### SUPPLIED MATERIAL ###

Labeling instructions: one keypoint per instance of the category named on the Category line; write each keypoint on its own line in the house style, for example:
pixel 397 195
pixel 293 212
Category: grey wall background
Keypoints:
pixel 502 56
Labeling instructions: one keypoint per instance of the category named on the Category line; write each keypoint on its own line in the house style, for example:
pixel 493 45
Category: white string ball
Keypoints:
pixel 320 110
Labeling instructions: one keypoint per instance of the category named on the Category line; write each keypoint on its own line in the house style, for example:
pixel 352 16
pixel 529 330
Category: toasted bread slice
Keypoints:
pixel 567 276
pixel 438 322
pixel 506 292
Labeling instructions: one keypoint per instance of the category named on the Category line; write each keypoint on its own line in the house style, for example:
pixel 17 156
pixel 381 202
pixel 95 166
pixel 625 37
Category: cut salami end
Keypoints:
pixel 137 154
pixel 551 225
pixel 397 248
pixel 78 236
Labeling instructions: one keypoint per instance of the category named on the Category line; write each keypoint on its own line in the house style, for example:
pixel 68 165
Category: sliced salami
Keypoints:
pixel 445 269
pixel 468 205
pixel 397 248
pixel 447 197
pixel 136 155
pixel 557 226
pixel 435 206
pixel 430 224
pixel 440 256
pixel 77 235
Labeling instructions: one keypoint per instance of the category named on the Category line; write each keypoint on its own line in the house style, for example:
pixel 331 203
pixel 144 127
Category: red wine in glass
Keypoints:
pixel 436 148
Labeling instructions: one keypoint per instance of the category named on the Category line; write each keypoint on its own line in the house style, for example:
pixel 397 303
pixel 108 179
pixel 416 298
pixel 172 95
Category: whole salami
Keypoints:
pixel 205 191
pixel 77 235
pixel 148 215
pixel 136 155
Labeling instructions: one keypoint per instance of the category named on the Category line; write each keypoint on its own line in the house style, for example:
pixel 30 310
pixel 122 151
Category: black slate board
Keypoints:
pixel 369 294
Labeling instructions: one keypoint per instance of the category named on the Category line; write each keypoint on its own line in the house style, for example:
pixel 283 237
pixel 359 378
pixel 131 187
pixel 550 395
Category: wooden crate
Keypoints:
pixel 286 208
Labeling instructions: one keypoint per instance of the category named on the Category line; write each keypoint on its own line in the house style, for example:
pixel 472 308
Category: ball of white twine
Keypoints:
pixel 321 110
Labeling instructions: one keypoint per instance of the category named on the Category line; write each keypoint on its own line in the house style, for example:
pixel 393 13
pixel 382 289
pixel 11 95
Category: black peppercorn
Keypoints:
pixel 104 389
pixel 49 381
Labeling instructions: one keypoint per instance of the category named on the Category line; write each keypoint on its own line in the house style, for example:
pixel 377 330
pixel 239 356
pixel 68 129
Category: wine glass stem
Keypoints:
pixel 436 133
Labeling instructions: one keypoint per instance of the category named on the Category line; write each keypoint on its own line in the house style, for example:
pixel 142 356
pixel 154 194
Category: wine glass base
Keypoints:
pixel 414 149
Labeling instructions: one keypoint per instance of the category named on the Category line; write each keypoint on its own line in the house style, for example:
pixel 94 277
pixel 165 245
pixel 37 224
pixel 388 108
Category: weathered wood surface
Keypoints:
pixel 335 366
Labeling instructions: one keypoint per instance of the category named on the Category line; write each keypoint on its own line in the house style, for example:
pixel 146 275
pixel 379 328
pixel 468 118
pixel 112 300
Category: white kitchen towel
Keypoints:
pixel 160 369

###
### SUPPLIED MATERIAL ###

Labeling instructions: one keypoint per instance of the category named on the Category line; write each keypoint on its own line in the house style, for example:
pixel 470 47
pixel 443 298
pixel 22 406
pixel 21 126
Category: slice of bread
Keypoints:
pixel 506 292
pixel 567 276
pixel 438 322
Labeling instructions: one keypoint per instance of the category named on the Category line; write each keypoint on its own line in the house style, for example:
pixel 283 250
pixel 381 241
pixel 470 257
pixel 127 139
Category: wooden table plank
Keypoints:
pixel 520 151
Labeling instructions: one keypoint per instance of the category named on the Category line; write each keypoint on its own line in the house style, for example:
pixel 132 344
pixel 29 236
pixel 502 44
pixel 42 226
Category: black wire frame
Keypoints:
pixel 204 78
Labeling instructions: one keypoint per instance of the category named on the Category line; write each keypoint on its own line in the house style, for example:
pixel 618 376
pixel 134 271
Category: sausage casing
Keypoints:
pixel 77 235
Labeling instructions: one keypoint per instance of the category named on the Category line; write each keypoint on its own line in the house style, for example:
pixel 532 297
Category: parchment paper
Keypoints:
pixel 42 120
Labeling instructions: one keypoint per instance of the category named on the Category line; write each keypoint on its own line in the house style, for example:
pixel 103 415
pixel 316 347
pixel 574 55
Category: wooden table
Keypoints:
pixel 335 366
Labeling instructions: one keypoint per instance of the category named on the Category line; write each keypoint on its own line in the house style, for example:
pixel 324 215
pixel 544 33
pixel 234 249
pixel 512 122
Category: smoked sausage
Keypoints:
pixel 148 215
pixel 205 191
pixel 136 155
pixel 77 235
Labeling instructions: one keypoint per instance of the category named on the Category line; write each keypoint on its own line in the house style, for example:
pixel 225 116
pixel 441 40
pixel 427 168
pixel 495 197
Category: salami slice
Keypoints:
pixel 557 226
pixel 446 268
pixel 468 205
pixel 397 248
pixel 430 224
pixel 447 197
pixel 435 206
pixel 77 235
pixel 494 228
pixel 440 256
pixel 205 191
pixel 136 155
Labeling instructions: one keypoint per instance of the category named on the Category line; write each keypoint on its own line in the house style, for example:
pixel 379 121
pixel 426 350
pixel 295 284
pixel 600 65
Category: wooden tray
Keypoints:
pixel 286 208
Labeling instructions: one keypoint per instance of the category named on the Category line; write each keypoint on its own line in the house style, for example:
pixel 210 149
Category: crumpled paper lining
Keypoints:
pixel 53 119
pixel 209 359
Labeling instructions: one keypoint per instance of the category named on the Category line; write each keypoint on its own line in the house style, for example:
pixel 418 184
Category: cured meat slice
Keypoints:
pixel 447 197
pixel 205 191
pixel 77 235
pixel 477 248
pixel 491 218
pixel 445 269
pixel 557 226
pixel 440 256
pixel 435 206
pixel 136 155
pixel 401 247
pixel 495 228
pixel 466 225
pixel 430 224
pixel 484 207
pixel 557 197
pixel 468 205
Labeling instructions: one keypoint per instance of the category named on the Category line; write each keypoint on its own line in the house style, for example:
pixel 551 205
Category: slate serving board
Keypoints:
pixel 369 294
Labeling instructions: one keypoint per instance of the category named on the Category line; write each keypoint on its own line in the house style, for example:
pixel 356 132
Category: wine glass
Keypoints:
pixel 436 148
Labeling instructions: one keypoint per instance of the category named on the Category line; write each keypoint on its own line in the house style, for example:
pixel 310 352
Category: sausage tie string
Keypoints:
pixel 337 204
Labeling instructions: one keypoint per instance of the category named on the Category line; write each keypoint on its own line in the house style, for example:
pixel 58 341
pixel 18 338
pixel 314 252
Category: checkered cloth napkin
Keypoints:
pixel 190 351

###

Select every line in the entries above that contains the word "sausage", and copy each such line in full.

Category: sausage casing
Category: smoked sausage
Category: sausage tie string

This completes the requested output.